Continue the interview excerpt on early COVID-19 testing, picking up right after its last line.

BEGIN TEXT EXCERPT

BLS: Earlier testing would have allowed us to identify asymptomatic cases and isolate them from others, limiting the spread of the disease: so-called containment. Early and widespread testing would have shown that the community spread of COVID-19 disease was moving more rapidly than anticipated. Data from such testing could have informed policy decisions earlier, like international travel restrictions, broader social distancing interventions in New York, and disbanding mass gatherings like Mardi Gras in New Orleans and even our own commencement celebrations at Rutgers, which were held remotely. We might have successfully blunted the worst surge of the pandemic, as Singapore and South Korea did. Now, unfortunately, it is too late, and we have moved into the mitigation phase. But at this national scale, such interventions are economically painful and difficult to impose.
RM: What steps do we need to take to help minimize the effects of future pandemics?

END TEXT EXCERPT
BEGIN INFORMATION

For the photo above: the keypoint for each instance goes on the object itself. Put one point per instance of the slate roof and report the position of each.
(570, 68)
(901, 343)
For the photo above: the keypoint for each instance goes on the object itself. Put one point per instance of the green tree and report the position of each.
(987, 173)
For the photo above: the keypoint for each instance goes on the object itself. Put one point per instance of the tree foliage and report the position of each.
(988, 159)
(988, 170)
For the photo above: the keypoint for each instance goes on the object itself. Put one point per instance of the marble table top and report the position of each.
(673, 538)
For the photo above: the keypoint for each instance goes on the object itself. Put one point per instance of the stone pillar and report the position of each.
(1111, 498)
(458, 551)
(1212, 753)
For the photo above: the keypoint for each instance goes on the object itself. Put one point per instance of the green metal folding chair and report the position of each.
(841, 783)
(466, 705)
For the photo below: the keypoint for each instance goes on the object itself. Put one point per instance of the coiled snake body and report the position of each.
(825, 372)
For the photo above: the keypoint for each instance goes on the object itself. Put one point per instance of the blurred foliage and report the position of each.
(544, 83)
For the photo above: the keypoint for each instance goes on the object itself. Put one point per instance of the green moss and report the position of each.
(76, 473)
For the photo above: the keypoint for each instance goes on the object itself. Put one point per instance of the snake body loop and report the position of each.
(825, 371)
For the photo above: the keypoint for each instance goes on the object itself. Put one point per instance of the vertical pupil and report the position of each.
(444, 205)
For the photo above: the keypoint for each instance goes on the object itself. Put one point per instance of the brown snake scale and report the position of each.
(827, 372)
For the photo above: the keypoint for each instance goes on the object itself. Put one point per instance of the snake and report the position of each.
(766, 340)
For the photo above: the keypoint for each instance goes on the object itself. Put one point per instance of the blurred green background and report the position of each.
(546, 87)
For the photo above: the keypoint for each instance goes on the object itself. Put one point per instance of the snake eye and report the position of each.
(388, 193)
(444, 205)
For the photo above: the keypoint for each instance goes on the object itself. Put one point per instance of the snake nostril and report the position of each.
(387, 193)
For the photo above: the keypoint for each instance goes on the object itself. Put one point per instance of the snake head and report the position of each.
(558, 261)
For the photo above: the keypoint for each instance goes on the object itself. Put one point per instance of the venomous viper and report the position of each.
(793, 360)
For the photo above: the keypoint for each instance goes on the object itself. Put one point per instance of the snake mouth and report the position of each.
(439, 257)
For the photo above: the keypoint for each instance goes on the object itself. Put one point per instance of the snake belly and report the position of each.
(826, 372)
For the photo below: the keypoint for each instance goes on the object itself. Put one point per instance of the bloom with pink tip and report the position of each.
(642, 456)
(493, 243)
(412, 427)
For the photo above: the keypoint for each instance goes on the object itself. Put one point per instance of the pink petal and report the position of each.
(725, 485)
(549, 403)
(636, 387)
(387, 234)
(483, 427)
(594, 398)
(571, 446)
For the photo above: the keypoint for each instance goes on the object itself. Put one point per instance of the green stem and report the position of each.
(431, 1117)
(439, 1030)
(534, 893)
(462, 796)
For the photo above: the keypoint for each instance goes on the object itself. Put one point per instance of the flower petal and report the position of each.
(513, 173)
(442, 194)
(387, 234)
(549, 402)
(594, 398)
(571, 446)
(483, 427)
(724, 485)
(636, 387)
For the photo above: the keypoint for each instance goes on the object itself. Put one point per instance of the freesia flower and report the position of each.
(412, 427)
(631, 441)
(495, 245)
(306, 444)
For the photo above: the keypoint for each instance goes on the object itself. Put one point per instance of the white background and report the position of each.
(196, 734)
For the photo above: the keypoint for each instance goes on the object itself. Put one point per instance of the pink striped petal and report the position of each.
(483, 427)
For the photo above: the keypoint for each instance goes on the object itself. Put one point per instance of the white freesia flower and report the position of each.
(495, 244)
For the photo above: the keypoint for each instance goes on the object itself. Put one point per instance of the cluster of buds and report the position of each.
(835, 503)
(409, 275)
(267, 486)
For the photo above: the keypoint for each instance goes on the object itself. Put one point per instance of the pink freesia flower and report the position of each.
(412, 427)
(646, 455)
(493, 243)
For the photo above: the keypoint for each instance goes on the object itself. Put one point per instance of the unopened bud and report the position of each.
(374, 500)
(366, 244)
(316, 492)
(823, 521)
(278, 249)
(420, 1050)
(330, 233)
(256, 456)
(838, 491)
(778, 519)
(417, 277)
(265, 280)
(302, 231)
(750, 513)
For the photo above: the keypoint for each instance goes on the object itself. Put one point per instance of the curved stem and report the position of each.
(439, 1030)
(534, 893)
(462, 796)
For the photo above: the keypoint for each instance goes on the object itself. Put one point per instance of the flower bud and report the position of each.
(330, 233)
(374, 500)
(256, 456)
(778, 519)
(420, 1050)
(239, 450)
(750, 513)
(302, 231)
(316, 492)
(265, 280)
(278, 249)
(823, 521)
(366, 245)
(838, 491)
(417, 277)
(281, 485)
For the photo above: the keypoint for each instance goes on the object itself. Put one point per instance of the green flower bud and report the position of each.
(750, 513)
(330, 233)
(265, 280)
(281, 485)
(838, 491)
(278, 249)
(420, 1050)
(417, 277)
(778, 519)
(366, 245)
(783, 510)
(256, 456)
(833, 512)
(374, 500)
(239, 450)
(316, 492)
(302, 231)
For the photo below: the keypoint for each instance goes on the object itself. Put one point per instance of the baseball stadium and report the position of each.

END INFORMATION

EXERCISE OUTPUT:
BLS: Despite the challenges we still face in presenting a unified front to combat the spread of this virus, the COVID-19 pandemic of 2020 is the loudest wake-up call in over a century. We must build up our public health infrastructure to prevent this and future catastrophes from again causing thousands of deaths, untold numbers of morbidities, perhaps a global recession, and other repercussions we cannot predict. We must invest in a highly trained public health workforce, develop mechanisms for broad sharing of sentinel data across international boundaries, fund biomedical research initiatives, promote effective communication and education, and provide access to primary care to truly mitigate the next global pandemic. None of these investments involves any real innovation or imagination, but failing to adequately fund these core components of a modern public health and health care infrastructure has led us to this moment. It would have been markedly cheaper to have done this before rather than relying on the efforts now underway to limit the impact of this pandemic. We also need to invest in new research and in a citizenry that is educated about science.
RM: Should we be looking for coronaviruses in animals that might spill over into human populations?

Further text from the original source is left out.